Work to be completed>
Please turn the material below into a numbered list, one line per item, skipping blank lines and leaving out any pictures.

Input>
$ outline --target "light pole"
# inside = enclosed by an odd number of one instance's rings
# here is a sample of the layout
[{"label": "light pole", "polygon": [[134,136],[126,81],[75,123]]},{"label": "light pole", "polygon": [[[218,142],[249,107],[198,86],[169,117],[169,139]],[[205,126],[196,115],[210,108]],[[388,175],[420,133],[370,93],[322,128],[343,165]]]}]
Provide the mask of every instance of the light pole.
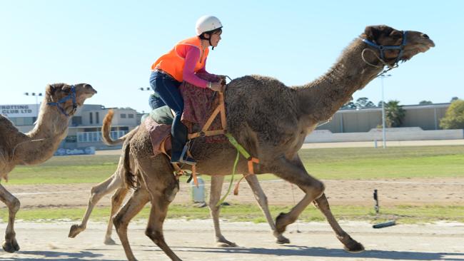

Solution>
1. $ outline --target "light pole"
2. # inside = enclosed by an odd number of one instance's rings
3. # here is a sample of the layout
4. [{"label": "light pole", "polygon": [[134,136],[126,81],[75,123]]},{"label": "light pole", "polygon": [[[218,142],[249,107],[198,86],[169,117],[169,139]],[[205,126],[196,115],[210,108]],[[388,175],[420,133],[370,93],[322,128],[343,165]]]}]
5. Provide the mask of every instance of the light pole.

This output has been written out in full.